Segment Open

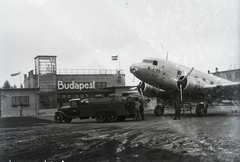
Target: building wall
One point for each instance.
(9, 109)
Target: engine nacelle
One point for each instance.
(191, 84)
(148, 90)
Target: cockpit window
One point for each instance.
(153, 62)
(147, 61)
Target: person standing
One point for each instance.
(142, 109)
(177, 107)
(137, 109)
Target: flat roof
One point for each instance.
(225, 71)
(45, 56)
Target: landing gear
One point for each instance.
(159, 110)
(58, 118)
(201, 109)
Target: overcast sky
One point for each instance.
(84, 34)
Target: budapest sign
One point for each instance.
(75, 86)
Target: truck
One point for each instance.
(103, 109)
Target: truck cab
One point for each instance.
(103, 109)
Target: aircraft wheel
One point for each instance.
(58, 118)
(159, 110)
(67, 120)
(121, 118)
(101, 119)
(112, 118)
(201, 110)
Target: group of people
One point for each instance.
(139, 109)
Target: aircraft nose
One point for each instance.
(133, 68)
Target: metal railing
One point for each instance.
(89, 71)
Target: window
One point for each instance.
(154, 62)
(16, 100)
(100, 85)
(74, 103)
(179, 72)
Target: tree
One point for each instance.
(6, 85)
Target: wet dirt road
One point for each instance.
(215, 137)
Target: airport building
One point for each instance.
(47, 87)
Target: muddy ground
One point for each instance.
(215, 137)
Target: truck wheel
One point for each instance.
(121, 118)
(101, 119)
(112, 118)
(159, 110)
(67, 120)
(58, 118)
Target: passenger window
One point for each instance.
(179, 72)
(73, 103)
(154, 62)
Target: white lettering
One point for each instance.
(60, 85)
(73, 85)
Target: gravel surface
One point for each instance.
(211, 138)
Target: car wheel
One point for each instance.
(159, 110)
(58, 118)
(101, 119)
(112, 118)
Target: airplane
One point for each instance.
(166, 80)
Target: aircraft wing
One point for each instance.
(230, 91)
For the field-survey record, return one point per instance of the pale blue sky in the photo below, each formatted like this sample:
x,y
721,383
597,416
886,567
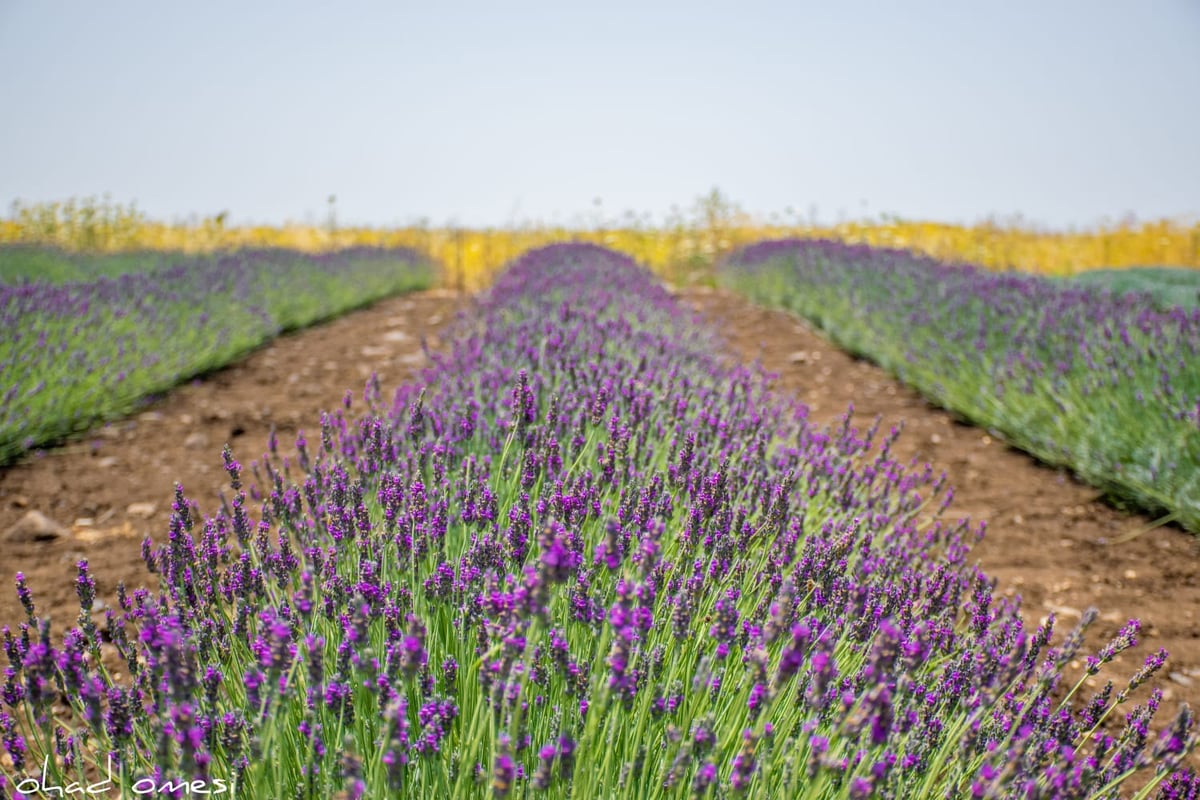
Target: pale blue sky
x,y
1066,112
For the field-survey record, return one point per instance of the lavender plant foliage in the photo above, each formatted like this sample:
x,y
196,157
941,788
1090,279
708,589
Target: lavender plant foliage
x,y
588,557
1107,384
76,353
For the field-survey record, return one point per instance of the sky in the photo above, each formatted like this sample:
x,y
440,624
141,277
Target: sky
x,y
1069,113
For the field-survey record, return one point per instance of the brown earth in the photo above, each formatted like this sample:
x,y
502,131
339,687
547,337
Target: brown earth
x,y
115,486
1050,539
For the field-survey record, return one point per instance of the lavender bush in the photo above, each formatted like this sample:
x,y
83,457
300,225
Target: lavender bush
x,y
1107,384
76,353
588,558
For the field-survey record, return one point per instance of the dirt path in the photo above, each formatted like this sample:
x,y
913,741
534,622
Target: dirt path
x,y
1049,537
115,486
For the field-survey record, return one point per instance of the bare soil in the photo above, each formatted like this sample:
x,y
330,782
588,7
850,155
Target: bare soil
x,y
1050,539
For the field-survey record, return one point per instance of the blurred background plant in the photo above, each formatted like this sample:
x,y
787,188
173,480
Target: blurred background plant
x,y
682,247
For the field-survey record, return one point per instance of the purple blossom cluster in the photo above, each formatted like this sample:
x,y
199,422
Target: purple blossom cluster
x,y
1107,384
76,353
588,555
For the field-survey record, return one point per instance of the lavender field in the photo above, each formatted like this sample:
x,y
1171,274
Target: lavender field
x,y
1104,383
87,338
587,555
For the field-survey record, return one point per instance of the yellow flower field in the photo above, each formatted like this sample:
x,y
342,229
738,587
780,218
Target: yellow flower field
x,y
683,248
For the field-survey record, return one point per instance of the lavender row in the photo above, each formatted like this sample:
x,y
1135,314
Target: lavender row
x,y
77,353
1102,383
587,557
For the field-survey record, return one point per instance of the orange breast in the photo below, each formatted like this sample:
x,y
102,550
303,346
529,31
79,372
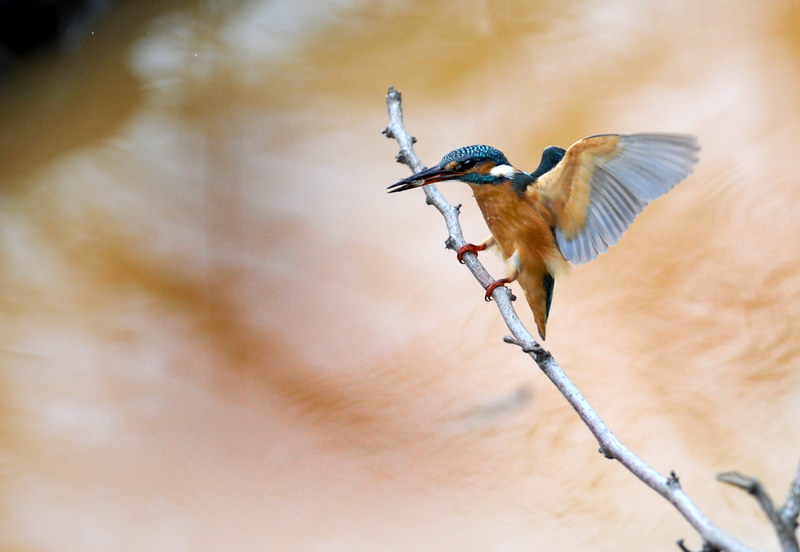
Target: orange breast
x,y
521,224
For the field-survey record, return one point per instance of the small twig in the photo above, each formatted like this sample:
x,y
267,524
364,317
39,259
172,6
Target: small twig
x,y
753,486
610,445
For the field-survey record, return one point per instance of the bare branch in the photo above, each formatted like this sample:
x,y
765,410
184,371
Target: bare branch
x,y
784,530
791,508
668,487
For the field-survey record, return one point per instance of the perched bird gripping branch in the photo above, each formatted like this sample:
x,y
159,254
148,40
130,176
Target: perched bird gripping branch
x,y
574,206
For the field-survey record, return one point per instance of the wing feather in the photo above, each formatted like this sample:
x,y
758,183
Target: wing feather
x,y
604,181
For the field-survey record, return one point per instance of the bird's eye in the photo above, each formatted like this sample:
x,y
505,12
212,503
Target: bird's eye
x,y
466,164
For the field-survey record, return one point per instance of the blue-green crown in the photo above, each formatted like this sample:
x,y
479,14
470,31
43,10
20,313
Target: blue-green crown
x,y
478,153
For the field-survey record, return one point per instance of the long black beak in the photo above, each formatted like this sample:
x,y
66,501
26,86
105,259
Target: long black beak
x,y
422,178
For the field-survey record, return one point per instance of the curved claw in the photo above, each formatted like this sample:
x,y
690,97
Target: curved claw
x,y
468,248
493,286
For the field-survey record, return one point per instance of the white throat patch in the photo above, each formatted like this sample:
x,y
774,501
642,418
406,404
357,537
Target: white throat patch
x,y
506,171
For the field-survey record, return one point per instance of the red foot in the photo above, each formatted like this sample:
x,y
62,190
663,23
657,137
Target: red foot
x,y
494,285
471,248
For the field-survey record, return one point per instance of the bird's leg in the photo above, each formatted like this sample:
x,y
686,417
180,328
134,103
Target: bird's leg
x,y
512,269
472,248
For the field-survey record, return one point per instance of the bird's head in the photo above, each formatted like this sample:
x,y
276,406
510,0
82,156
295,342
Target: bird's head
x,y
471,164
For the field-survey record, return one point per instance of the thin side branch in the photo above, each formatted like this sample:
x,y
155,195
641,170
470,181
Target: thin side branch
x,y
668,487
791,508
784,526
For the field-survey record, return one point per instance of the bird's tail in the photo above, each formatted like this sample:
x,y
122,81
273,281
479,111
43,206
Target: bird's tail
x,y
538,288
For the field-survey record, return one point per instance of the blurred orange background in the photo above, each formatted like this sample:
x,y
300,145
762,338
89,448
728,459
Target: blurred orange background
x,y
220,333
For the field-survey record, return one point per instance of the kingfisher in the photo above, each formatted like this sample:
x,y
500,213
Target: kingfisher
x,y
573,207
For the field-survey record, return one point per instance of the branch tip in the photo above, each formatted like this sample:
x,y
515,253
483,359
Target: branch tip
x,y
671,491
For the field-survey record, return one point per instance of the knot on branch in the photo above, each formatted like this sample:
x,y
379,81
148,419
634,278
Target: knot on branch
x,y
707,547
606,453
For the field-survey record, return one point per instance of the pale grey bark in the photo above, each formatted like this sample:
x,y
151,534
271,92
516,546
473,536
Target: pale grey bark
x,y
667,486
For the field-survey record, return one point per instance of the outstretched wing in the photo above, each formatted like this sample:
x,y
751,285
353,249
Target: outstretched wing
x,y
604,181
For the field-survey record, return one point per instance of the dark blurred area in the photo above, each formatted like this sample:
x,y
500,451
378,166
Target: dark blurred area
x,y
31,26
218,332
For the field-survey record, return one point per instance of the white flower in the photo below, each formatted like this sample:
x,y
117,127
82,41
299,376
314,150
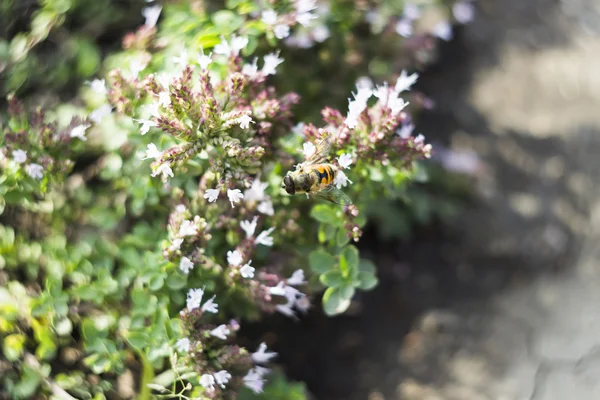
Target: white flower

Segment Closed

WORK REQUIRED: Take from the entries every line that has the string "truck".

REPLY:
Target: truck
Target: truck cab
Target: truck wheel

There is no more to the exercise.